Directions: Please quote the entire listing below verbatim, keeping every line unchanged from first to last.

Data listing:
— START —

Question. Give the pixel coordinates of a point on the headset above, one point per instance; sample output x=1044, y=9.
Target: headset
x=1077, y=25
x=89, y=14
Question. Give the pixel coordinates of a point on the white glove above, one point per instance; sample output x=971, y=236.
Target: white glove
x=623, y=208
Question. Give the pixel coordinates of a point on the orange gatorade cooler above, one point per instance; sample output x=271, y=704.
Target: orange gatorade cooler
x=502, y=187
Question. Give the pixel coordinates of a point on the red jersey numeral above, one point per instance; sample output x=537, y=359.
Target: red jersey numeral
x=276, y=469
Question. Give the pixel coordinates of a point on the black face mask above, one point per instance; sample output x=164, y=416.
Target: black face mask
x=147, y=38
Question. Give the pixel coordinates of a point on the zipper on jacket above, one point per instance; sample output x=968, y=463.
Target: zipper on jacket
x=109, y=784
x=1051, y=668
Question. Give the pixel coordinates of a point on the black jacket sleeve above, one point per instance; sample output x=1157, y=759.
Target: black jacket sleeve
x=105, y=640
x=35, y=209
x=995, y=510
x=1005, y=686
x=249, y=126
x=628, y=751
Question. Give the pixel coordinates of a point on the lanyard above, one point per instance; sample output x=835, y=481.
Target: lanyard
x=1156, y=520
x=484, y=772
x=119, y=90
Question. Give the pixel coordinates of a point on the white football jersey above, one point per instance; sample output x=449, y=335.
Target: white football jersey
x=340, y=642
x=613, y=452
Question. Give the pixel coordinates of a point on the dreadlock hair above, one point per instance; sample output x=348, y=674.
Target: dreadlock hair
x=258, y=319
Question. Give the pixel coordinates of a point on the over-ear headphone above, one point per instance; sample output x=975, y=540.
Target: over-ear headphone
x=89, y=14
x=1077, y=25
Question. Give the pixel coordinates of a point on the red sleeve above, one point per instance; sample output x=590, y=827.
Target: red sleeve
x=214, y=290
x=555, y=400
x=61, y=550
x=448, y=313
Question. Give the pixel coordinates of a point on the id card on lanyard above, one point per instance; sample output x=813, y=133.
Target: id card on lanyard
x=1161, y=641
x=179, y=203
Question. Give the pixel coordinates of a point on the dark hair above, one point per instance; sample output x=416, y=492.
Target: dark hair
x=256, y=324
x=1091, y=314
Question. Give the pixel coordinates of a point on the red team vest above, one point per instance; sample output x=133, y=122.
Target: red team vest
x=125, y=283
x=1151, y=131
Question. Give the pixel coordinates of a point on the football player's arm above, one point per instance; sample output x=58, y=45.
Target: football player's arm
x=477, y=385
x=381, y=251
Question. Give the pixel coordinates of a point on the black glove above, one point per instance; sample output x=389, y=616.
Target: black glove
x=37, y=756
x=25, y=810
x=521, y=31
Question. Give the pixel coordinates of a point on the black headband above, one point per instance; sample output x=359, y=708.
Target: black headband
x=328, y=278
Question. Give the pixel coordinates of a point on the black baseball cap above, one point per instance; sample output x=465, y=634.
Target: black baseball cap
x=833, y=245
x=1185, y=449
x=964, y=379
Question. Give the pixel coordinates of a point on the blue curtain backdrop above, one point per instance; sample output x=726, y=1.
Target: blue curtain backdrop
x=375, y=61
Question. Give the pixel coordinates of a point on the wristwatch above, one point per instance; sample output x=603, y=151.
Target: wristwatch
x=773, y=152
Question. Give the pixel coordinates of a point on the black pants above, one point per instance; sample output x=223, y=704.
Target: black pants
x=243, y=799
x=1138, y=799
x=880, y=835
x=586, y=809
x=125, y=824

— END —

Final result:
Question. Give the pixel coordinates of a point on the headset above, one point per instance; sample output x=1044, y=9.
Target: headset
x=1077, y=25
x=89, y=14
Question. Give the pixel coordinates of a point on the white glove above, one point per instance; sample output x=971, y=236.
Target: white glove
x=623, y=208
Question. Give the pixel coordinates of a point on the orange gatorade cooler above, one point per instance; sample output x=271, y=704.
Target: orange gatorade cooler
x=502, y=187
Question. Give the pixel coordinates of a point on the red jersey numeral above, one point per instance; sample output x=537, y=359.
Target: red jersey numeral
x=276, y=469
Question. Give the pixel coordinates of a point on the black face mask above, one point per instance; sample output x=164, y=416.
Target: black face mask
x=147, y=38
Question. Give the pixel coordinates of a point on the zipper on jacket above, one point per instance; sample output x=968, y=463.
Target: zipper on jacket
x=109, y=784
x=1051, y=668
Question. Give the pixel coordinates of a point on the black jacket sleeve above, one point per instance; sample output x=1157, y=759.
Target: black jacket sleeve
x=105, y=640
x=35, y=209
x=995, y=510
x=1005, y=686
x=249, y=126
x=628, y=751
Question. Give the pixel coordinates of a point on the lanyard above, one point per instance; sample output x=835, y=481.
Target: lanyard
x=1156, y=520
x=484, y=772
x=119, y=90
Question. Give the pixel coordinates of a point on the white football jersey above, one point per instance; sample output x=449, y=335.
Target: white football jersey
x=340, y=642
x=613, y=452
Question. Give the pixel coordinates of a point on the dreadlock hair above, one point per instance; sample output x=348, y=674.
Target: dreadlock hair
x=258, y=319
Question. Give the pixel coordinates of a point on the over-ear headphone above, one point per instance; sample output x=975, y=540.
Target: over-ear headphone
x=89, y=14
x=1077, y=25
Question. Give the pixel coordinates of a point on the red sleeve above, one point per instance; sample output x=590, y=827.
Target: red sleeve
x=214, y=290
x=555, y=400
x=61, y=550
x=448, y=313
Question. Give the pixel coordinates of a point on the id card on lanyard above, one point per instance; sample output x=813, y=133.
Target: id card on lanyard
x=1161, y=641
x=179, y=203
Question. Give the pixel coordinates of a point on the dark hair above, one point per instance; sample output x=416, y=492.
Target: dark hair
x=256, y=324
x=1091, y=314
Question. Give the pixel coordinates of a point on the red team vest above, one point per instance; sample output x=133, y=122.
Target: red team vest
x=125, y=283
x=1151, y=131
Question. Give the pixel coordinates of a point on the football player's arm above, one point per instance; sample output x=58, y=45.
Target: football player's arm
x=477, y=385
x=381, y=251
Question. Give the pixel coordinates of a point on the black glove above, one point per instance; sample output x=389, y=616.
Target: black glove
x=37, y=756
x=25, y=810
x=521, y=31
Question. Give the pixel coordinates of a point on the black headband above, one point per instance; sample output x=359, y=708.
Target: black headband
x=328, y=278
Question. Give the pixel coordinates of a point on the black baseball cap above, one point per instance; sample output x=465, y=634.
Target: black baseball cap
x=833, y=245
x=1185, y=449
x=964, y=379
Question. Give the pixel coordinates of a point on the blue curtain backdrop above, one point per instance; sample output x=726, y=1.
Target: blue curtain backdrop
x=375, y=61
Question. Give the pixel coordinates of a point on the wristwatch above, one point per instance; sample output x=603, y=151.
Target: wristwatch
x=773, y=152
Question. Give the pixel coordinates of a point on the black pants above, one point per instance; sample output x=223, y=704.
Target: black pants
x=243, y=799
x=1138, y=799
x=880, y=835
x=586, y=809
x=125, y=824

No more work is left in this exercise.